**Tarea planteada A**
¿Qué programas de televisión menciona el texto sobre ecología y fotografía? Enuméralos todos.
**Tarea planteada B**
¿Concuerdan con el texto sobre ecología y fotografía las afirmaciones (i), (ii) y (iii)? Responde sí o no a cada una y cita las palabras del texto que lo deciden.
(i) Incluso los retratos son, según el texto, fatalmente paisajísticos.
(ii) El equilibrio y la armonía se presentan como nociones de estética barroca.
(iii) El hombre puede participar en ese orden sin lesionarlo.
**Tarea planteada C**
Imprime el tramo del texto sobre ecología y fotografía que va desde "Como garantía o" hasta "sentido del movimiento.".

**Texto proporcionado**
────────

Quiero jugar con la equivalencia
entre ecología y una especie de estética paisajística
beata. La clave de esta estética es la fotografía.
Como garantía o testimonio: la fotografía es un registro
realista, habla de aquello que estuvo-ahí. Como abonitamiento:
toda fotografía -aún los retratos, las instantáneas
o los reportajes fotográficos- es fatalmente paisajística;
y aunque no haga sino calcar a su objetivo, inevitablemente lo
embellece, o por lo menos, lo estiliza.
Y como fijación. Rigurosamente, esta fijación,
este
eleatismo es la forma misma de la estética fotográfica:
el esfuerzo del atleta, el gesto desencajado, una gota de transpiración,
la ansiedad del espectador en segundo plano: pienso en el hai-ku,
o en algunos pintores japoneses
que a través de las técnicas de un arte de la inmovilidad
intentaban captar el sentido del movimiento.
Curiosamente, la estética fotográfica pasa a la
televisión,
ya revistiendo las modalidades explícitas del discurso
ecológico: Uruguay: Naturaleza Viva, National
Geographic, Memorias de la Costa, Animal Planet.
Equilibrio o armonía, ejes de la "conciencia ecológica",
son nociones de estética renacentista -todo paisaje, toda
fotografía supone un equilibrio composicional (ese equilibrio
solamente puede ser estética: ¿qué sentido
tiene, si no, la rana tomada a través de la transparencia
de una hoja, el juego de los verdes?). Un orden en el que el
hombre no puede participar sin lesionar severamente. Sólo
puede contemplar, voyeur separado por la magia óptica,
la
burbuja del ojo, el clic que corta y divide definitivamente
al que mira de lo mirado, al sujeto del objeto, o que bidimensionaliza
aquello originalmente envolvente.
Quiero asociar, por un lado, lo contemplativo y lo discriminativo,
con el paisaje, la fotografía y lo planar,
y con la noción estético-ecológica de equilibrio.

────────

**Ítems extraídos**
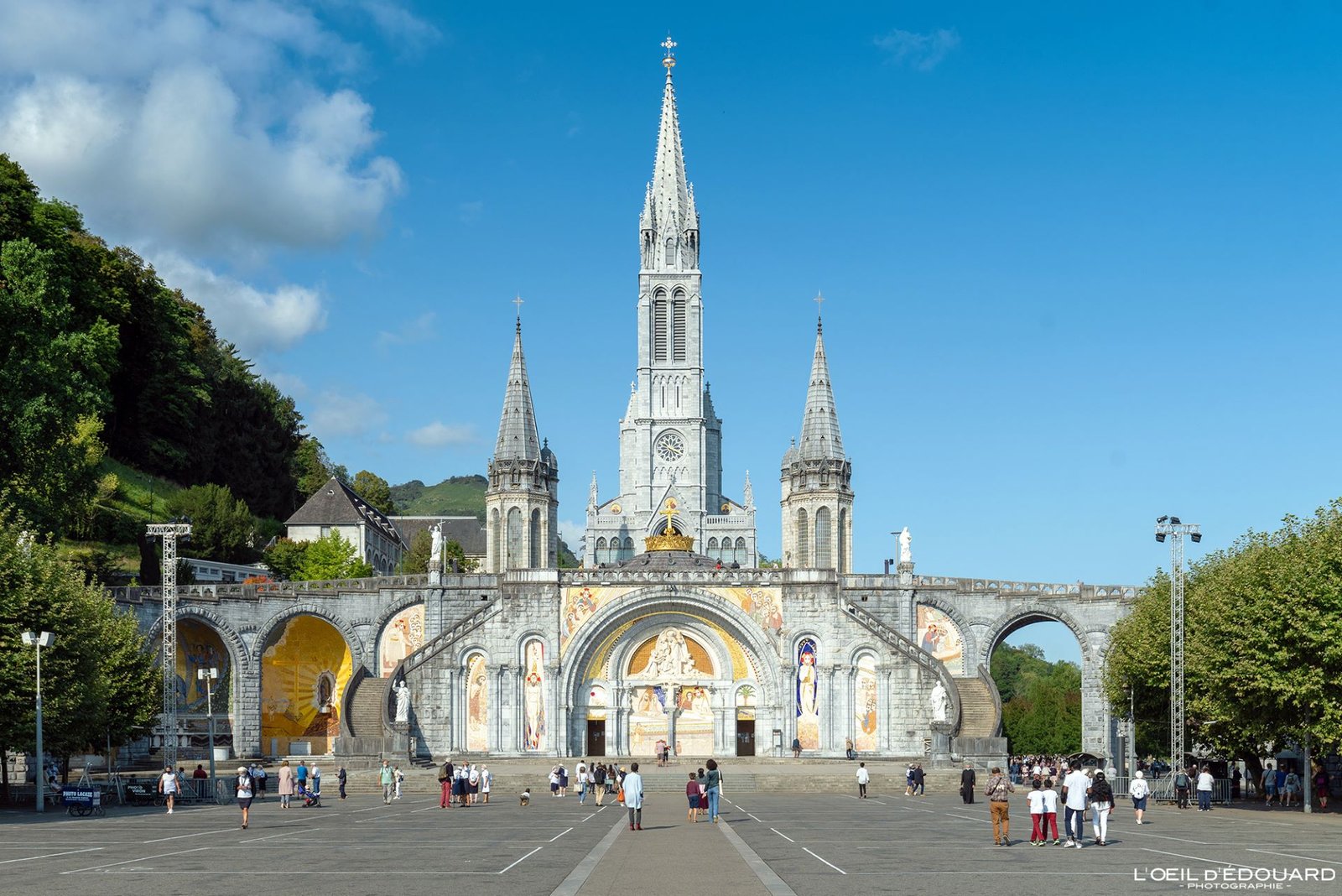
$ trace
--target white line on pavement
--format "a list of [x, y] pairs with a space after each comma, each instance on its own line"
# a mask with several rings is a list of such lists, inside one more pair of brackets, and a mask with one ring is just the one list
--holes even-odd
[[158, 853], [157, 856], [144, 856], [141, 858], [127, 858], [126, 861], [114, 861], [107, 865], [90, 865], [89, 868], [74, 868], [71, 871], [63, 871], [62, 875], [81, 875], [86, 871], [98, 871], [101, 868], [115, 868], [117, 865], [129, 865], [133, 861], [149, 861], [150, 858], [166, 858], [168, 856], [185, 856], [187, 853], [199, 853], [209, 849], [209, 846], [196, 846], [195, 849], [178, 849], [174, 853]]
[[102, 849], [102, 846], [90, 846], [89, 849], [71, 849], [63, 853], [47, 853], [46, 856], [28, 856], [27, 858], [5, 858], [0, 861], [0, 865], [9, 865], [16, 861], [36, 861], [39, 858], [55, 858], [56, 856], [72, 856], [74, 853], [91, 853]]
[[519, 864], [525, 862], [525, 861], [526, 861], [527, 858], [530, 858], [530, 857], [531, 857], [531, 856], [534, 856], [535, 853], [541, 852], [542, 849], [545, 849], [545, 846], [537, 846], [535, 849], [533, 849], [533, 850], [531, 850], [531, 852], [529, 852], [527, 854], [522, 856], [521, 858], [518, 858], [518, 860], [517, 860], [515, 862], [513, 862], [511, 865], [509, 865], [509, 866], [507, 866], [507, 868], [505, 868], [503, 871], [499, 871], [499, 872], [494, 872], [494, 873], [495, 873], [495, 875], [503, 875], [503, 873], [507, 873], [507, 872], [509, 872], [509, 871], [511, 871], [511, 869], [513, 869], [513, 868], [514, 868], [515, 865], [519, 865]]
[[1251, 853], [1267, 853], [1268, 856], [1286, 856], [1287, 858], [1307, 858], [1310, 861], [1325, 861], [1330, 865], [1342, 865], [1342, 862], [1333, 858], [1315, 858], [1314, 856], [1296, 856], [1295, 853], [1275, 853], [1271, 849], [1251, 849]]
[[[808, 853], [811, 853], [811, 850], [809, 850], [809, 849], [807, 849], [805, 846], [803, 846], [801, 849], [803, 849], [803, 852], [808, 852]], [[812, 856], [816, 856], [815, 853], [811, 853], [811, 854], [812, 854]], [[816, 856], [816, 858], [820, 858], [820, 856]], [[825, 862], [827, 865], [829, 865], [831, 868], [833, 868], [833, 869], [835, 869], [836, 872], [839, 872], [840, 875], [847, 875], [847, 873], [848, 873], [848, 872], [845, 872], [845, 871], [844, 871], [843, 868], [840, 868], [839, 865], [835, 865], [833, 862], [829, 862], [829, 861], [825, 861], [824, 858], [820, 858], [820, 861]]]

────────

**Respuesta escrita A**
- Uruguay: Naturaleza Viva
- National Geographic
- Memorias de la Costa
- Animal Planet

**Respuesta escrita B**
(i) Sí: «toda fotografía -aún los retratos, las instantáneas o los reportajes fotográficos- es fatalmente paisajística».
(ii) No: «son nociones de estética renacentista».
(iii) No: «Un orden en el que el hombre no puede participar sin lesionar severamente».

**Respuesta escrita C**
Como garantía o testimonio: la fotografía es un registro
realista, habla de aquello que estuvo-ahí. Como abonitamiento:
toda fotografía -aún los retratos, las instantáneas
o los reportajes fotográficos- es fatalmente paisajística;
y aunque no haga sino calcar a su objetivo, inevitablemente lo
embellece, o por lo menos, lo estiliza.
Y como fijación. Rigurosamente, esta fijación,
este
eleatismo es la forma misma de la estética fotográfica:
el esfuerzo del atleta, el gesto desencajado, una gota de transpiración,
la ansiedad del espectador en segundo plano: pienso en el hai-ku,
o en algunos pintores japoneses
que a través de las técnicas de un arte de la inmovilidad
intentaban captar el sentido del movimiento.